## What to produce
Return, word for word, the part of the entries below that runs from the line containing "316, row 220." through the line containing "column 595, row 209", with both of those lines included.

++++ Extracted information ++++

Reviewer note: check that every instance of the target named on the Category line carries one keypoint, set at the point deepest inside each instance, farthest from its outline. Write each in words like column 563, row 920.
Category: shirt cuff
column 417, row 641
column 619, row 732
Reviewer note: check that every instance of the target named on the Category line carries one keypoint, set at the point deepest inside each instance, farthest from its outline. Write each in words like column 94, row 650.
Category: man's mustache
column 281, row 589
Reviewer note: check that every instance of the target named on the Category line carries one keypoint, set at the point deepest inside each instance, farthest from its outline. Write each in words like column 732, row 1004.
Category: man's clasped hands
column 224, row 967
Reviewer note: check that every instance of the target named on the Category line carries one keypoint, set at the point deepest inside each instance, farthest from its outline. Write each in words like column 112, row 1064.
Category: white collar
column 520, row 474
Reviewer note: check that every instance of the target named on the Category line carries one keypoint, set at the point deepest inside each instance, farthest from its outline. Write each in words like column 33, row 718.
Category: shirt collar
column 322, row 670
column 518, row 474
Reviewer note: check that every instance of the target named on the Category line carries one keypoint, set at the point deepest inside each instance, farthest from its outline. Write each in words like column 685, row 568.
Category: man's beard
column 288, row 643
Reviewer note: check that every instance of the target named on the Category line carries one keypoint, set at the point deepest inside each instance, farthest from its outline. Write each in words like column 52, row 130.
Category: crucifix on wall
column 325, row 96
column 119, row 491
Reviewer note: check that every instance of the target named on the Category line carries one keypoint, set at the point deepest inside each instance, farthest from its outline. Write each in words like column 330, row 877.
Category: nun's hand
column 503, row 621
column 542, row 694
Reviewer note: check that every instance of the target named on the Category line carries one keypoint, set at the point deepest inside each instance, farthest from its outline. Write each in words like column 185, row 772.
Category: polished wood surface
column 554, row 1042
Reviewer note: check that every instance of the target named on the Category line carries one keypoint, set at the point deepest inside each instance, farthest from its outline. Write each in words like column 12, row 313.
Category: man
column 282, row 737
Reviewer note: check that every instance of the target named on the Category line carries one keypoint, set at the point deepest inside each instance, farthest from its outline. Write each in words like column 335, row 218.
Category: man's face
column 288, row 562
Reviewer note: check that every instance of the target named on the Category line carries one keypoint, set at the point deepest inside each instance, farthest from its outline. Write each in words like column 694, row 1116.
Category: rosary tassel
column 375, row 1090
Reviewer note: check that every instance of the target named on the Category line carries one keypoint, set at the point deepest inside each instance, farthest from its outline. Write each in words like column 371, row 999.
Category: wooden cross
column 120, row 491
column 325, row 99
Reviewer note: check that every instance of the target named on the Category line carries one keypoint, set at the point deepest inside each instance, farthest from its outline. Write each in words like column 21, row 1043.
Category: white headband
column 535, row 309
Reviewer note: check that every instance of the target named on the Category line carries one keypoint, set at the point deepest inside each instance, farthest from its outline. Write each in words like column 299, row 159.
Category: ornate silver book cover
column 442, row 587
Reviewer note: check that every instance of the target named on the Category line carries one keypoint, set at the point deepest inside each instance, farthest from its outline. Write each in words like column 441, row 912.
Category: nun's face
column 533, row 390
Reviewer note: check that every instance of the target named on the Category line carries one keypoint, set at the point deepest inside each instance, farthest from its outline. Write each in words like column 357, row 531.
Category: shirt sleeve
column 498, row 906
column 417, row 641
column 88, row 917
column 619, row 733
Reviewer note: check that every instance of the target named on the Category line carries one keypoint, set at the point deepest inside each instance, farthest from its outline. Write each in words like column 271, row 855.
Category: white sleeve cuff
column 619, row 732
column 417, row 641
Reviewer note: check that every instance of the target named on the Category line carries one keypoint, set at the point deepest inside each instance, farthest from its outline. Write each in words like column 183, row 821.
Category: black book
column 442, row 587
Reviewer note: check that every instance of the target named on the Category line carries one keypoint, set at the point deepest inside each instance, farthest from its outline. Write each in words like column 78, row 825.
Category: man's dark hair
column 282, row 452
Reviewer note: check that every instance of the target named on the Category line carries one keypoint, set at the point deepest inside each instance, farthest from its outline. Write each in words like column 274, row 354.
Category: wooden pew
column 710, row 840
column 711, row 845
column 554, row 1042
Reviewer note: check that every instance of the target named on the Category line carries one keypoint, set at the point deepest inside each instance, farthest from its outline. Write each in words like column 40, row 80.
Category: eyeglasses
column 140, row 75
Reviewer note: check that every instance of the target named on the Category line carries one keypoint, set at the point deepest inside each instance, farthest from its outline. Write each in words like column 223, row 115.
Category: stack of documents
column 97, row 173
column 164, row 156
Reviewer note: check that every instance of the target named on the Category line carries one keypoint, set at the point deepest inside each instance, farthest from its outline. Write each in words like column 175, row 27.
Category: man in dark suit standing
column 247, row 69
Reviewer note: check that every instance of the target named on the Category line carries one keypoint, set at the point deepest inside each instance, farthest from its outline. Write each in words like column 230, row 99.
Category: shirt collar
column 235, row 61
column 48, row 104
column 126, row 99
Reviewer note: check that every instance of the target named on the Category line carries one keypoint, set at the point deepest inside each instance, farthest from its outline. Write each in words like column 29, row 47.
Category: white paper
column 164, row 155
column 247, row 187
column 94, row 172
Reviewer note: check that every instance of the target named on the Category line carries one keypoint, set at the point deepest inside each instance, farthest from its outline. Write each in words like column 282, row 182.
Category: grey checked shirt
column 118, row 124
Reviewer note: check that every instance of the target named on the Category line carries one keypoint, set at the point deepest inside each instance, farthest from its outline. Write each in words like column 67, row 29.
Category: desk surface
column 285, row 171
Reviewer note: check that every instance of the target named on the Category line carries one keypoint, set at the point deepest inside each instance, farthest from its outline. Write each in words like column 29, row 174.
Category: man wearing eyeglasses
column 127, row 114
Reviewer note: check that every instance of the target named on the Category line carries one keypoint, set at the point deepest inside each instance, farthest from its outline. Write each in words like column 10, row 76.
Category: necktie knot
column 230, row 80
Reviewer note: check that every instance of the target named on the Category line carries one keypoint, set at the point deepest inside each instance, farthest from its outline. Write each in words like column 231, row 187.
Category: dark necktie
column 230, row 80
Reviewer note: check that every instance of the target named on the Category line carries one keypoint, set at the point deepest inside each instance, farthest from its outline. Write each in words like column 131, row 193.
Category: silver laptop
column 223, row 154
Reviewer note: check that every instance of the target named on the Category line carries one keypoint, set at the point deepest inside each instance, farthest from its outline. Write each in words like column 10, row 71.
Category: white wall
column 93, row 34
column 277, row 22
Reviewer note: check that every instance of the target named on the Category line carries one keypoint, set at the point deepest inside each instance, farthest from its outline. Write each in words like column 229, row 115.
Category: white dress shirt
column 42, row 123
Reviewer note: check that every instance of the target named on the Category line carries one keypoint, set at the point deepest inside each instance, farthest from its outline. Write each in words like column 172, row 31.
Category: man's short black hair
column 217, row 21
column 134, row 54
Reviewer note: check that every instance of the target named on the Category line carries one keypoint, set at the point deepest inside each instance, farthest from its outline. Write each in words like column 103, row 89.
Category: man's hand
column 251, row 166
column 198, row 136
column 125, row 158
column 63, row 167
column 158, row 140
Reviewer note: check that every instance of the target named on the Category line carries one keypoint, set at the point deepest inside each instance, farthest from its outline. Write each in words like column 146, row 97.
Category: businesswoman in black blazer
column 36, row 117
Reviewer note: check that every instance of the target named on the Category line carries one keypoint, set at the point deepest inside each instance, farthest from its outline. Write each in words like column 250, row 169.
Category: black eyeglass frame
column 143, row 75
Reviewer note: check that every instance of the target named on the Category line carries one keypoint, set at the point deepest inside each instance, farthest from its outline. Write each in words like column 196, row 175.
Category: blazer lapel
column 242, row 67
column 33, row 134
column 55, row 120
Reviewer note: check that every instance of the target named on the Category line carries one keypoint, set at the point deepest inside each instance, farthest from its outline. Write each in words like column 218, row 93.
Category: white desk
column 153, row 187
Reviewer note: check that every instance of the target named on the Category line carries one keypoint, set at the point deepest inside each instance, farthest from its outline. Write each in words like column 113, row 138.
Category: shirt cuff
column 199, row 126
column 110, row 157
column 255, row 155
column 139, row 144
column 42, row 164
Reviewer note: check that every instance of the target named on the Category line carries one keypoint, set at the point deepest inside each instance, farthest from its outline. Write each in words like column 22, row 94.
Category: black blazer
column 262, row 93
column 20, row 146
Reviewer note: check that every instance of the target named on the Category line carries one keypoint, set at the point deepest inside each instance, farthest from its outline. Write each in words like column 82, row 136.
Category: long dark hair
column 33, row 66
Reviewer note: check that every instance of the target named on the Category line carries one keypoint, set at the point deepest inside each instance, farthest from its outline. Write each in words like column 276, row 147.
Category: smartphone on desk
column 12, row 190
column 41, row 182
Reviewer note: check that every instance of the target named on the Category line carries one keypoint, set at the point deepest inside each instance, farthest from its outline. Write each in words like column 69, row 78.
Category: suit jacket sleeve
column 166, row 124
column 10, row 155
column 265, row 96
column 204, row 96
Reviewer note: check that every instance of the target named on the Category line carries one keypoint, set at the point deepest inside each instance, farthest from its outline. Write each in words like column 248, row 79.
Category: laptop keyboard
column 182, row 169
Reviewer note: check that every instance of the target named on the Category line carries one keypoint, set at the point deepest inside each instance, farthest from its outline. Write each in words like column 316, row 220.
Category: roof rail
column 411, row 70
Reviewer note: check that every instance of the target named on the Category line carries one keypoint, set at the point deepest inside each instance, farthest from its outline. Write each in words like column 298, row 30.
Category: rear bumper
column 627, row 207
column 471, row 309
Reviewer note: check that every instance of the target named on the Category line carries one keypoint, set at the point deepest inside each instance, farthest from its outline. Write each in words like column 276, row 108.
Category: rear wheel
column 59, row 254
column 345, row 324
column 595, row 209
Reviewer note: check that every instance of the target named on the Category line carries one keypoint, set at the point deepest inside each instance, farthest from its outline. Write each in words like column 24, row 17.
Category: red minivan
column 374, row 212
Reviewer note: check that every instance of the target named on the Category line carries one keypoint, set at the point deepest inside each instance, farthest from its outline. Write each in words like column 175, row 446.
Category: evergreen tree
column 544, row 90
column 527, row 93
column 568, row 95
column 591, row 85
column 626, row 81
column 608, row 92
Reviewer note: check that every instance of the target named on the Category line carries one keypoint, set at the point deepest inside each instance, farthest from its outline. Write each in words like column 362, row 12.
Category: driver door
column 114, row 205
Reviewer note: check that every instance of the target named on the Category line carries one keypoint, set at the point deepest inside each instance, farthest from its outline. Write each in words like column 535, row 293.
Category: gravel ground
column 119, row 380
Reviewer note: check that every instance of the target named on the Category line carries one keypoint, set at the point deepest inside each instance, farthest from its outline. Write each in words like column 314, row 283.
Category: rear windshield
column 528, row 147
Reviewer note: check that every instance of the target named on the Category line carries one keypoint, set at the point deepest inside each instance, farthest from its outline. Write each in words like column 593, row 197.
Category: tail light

++++

## Task response
Reviewer note: check that every instance of the target named on the Category line carries one keypoint, set at the point deepest inside each instance, farthest from its outline. Write each in words like column 316, row 220.
Category: roof rail
column 411, row 70
Reviewer note: check that every instance of the target named on the Category line carries one keypoint, set at the point deepest inside each instance, farthest from its outline. Write each in words like column 298, row 30.
Category: rear bumper
column 627, row 207
column 471, row 309
Reviewer note: check that every instance of the target named on the Category line carries one keypoint, set at the point deepest inside each instance, farthest from its outline. Write each in words like column 276, row 108.
Category: rear wheel
column 59, row 254
column 345, row 324
column 595, row 209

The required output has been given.